**Texto facilitado**
◇ ◇ ◇ ◇ ◇

En este último el visitante asiste como invitado a toda una clase de Historia, de Biología, o de Arte, sin necesidad alguna de torcer el paso, o de dejar tan agradable paseo por la calle principal.
Allí el mausoleo de un torero de quien se decía que ningún toro podría matarle, a no ser que le tirase un cuerno. Una singular obra de arte, debida al buril de D. Mariano Benlliure.
La figura yacente de Joselito El Gallo, el hijo de la Señá Gabriela, aparece esculpida en mármol blanco de Carrara, para destacar así sobre el verde broncíneo de un abigarrado grupo escultórico que preside una mujer ─ María, la gitana─ que porta en sus brazos la imagen de una Virgen; y junto a ella, sobre sus hombros el féretro, toda una galería de retratos: el conocido ganadero D. Eduardo Miura; el valeroso torero D. Ignacio Sánchez Mejías, cuya última gesta elevó a categoría de mito el poeta García Lorca en una apasionada elegía:

─ Tardará mucho tiempo en nacer, si es que nace,
un andaluz claro, tan rico de aventura.
Yo canto su elegancia con palabras que gimen
y recuerdo una brisa triste por los olivos.

Y a pocos pasos de allí la representación de una columna tronchada, que simboliza la muerte, y que protege el sueño eterno de un hombre generoso y caritativo: D. Manuel García “El Espartero”; el torero de La Alfalfa a quien Miguel de Molina celebró en unas alegres y populares sevillanas “Sevillanas del Espartero”), y a quien el poeta y caballista Fernando Villalón, cantara en unos versos:

─ Giralda, madre de artistas/ molde de fundir toreros,
Dile al giraldillo tuyo/ que se vista un traje negro.
Malhaya sea Perdigón / el torillo traicionero.

Más allá, en mármol negro, el mausoleo del torero Juan Belmonte “El Pasmo de Triana”; el de la poetisa Dª Gertrudis Gómez de Avellaneda; el del brillante historiador y periodista D. Joaquín Guichot, cronista oficial de Sevilla; el del “Niño Ricardo”, representado en un ángel que levanta una guitarra hacia el cielo; la figura yacente de “El Señor muerto”, obra genial del escultor Delgado Brackembury.
Y en medio de una glorieta, culminando un roquedo, la imagen del Cristo de las Mieles de D. Antonio Susillo, el escultor que se suicidó por amor, tras perder a su joven esposa.
Y un numeroso cortejo de toda clase y oficios: pintores, médicos, músicos, poetas, que fueron pasto de la muerte, y que nos invita a gritar, uniendo nuestra voz a la del joven Calixto:

─ ¡Ay muerte! ¡Muerta seas, bien muerta y malandante!
¡Matásteme a mi vieja! ¡Matárasme a mí antes!

◇ ◇ ◇ ◇ ◇

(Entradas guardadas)

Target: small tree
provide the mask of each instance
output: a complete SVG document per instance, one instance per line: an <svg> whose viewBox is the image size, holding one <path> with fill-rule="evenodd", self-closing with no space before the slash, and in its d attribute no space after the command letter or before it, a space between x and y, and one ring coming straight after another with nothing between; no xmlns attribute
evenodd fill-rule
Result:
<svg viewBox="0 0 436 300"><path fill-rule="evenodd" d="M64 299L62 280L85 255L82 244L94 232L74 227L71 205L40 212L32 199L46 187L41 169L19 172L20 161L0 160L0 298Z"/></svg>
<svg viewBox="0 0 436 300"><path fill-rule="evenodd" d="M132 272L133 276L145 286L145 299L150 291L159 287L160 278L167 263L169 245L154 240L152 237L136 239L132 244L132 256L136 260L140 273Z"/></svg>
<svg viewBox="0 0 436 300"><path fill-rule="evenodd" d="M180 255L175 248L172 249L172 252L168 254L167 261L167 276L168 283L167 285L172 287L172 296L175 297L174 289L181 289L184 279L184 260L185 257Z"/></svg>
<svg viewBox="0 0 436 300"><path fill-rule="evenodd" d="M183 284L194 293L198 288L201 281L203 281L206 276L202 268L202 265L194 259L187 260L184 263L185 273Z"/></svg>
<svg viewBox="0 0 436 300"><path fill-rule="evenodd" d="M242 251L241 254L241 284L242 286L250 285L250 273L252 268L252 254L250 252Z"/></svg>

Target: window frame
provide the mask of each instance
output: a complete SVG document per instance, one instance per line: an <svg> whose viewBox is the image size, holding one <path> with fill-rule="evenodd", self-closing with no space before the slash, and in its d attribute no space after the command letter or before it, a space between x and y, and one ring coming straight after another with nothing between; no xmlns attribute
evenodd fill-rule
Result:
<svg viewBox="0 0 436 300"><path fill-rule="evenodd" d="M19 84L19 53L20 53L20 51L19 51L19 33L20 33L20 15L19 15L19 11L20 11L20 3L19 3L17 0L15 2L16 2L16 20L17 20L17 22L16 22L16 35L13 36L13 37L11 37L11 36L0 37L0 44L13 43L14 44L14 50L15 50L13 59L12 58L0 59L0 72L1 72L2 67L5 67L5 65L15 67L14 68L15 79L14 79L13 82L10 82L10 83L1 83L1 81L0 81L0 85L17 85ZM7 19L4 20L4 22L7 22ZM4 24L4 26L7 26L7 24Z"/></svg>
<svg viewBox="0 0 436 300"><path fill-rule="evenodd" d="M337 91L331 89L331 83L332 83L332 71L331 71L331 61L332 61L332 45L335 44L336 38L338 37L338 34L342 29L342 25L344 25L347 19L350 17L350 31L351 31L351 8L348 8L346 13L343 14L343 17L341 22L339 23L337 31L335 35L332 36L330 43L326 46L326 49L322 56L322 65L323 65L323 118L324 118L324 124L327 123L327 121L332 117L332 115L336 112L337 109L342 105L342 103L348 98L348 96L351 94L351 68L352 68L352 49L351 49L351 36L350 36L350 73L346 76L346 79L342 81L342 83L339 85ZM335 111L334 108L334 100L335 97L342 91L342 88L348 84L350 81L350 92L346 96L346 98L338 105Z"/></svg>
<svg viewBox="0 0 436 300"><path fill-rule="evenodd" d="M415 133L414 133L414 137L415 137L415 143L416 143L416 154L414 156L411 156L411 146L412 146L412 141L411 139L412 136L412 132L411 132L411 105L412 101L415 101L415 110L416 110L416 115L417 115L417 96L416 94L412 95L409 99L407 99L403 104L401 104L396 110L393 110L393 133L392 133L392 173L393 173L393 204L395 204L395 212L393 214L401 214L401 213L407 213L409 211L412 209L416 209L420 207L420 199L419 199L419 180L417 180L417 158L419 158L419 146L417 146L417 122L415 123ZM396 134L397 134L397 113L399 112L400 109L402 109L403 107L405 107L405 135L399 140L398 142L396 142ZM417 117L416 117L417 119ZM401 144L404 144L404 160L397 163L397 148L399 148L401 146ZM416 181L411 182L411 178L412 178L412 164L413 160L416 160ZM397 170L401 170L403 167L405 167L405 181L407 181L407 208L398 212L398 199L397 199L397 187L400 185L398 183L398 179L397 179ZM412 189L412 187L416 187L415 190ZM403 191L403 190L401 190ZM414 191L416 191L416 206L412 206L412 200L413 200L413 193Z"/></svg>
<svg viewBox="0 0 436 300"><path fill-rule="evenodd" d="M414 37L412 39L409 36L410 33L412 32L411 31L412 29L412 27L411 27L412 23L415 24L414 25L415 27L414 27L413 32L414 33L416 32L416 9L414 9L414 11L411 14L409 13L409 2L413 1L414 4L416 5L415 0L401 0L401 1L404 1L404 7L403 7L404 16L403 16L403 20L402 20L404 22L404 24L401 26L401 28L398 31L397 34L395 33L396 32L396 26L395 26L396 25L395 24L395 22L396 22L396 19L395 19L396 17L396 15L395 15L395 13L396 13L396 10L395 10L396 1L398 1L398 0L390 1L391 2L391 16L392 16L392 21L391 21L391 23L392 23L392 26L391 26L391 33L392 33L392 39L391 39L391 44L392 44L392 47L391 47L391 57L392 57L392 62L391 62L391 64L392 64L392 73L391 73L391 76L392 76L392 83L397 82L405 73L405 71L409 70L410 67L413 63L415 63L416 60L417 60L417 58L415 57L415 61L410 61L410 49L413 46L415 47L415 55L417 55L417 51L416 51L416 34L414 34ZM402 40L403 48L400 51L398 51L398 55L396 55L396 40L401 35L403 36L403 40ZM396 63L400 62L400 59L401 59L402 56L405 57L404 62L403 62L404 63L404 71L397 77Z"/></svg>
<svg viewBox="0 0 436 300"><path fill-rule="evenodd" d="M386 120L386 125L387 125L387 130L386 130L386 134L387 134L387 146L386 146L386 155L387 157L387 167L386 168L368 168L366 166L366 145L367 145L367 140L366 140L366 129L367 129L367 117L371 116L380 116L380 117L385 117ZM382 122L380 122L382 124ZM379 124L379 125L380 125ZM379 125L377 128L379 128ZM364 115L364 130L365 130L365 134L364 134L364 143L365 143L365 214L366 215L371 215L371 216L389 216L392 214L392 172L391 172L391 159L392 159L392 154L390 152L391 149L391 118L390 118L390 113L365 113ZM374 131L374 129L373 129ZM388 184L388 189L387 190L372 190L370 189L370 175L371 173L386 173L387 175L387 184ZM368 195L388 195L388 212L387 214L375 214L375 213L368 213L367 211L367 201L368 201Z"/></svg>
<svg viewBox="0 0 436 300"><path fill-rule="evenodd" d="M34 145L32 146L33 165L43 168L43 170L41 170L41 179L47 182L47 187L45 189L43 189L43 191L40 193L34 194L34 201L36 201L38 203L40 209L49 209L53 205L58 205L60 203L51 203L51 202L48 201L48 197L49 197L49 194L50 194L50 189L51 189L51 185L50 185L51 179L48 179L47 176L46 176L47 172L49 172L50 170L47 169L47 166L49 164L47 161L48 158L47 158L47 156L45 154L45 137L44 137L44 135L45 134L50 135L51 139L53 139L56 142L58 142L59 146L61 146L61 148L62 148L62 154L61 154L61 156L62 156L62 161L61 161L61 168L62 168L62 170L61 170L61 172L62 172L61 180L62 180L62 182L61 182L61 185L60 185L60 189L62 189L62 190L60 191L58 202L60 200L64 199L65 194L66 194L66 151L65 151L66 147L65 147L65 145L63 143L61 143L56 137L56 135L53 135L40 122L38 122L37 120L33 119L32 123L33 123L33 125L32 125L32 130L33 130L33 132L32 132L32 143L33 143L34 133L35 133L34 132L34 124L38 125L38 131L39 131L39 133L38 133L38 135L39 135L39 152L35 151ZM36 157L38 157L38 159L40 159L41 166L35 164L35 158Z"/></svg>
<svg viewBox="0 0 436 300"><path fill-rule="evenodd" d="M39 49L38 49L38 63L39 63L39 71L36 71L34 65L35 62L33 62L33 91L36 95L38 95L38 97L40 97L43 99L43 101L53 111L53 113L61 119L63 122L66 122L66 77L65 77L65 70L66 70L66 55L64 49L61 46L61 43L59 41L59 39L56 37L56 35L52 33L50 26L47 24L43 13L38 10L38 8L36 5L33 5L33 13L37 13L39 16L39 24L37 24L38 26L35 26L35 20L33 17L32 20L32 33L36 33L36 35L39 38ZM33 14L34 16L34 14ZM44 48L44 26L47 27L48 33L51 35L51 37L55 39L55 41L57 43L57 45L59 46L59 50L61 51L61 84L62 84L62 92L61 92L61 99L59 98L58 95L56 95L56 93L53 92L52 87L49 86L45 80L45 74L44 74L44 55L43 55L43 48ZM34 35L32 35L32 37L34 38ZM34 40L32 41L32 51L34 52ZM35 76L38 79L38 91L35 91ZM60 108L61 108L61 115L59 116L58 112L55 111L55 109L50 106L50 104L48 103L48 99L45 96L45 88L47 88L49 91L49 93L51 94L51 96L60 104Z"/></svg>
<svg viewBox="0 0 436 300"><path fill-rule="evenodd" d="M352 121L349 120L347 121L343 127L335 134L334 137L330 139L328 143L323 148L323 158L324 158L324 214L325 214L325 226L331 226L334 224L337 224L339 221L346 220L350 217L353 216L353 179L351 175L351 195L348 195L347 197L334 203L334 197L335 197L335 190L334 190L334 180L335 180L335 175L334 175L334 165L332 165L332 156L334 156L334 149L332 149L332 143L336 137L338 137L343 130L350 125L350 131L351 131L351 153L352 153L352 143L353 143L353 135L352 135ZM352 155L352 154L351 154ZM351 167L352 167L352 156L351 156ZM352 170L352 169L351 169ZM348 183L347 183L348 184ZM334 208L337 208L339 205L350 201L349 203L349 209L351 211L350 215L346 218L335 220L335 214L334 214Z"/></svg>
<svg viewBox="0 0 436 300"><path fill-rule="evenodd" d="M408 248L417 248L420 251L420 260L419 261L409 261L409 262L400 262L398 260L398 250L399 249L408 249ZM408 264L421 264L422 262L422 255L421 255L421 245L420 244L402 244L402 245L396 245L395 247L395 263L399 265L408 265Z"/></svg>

◇ ◇ ◇ ◇ ◇

**Acción requerida**
¿A qué personas llama toreros el texto sobre el cementerio? Enuméralas. Las filas no hacen falta para resolver esto.

**Tu respuesta**
- Joselito El Gallo
- Ignacio Sánchez Mejías
- Manuel García “El Espartero”
- Juan Belmonte “El Pasmo de Triana”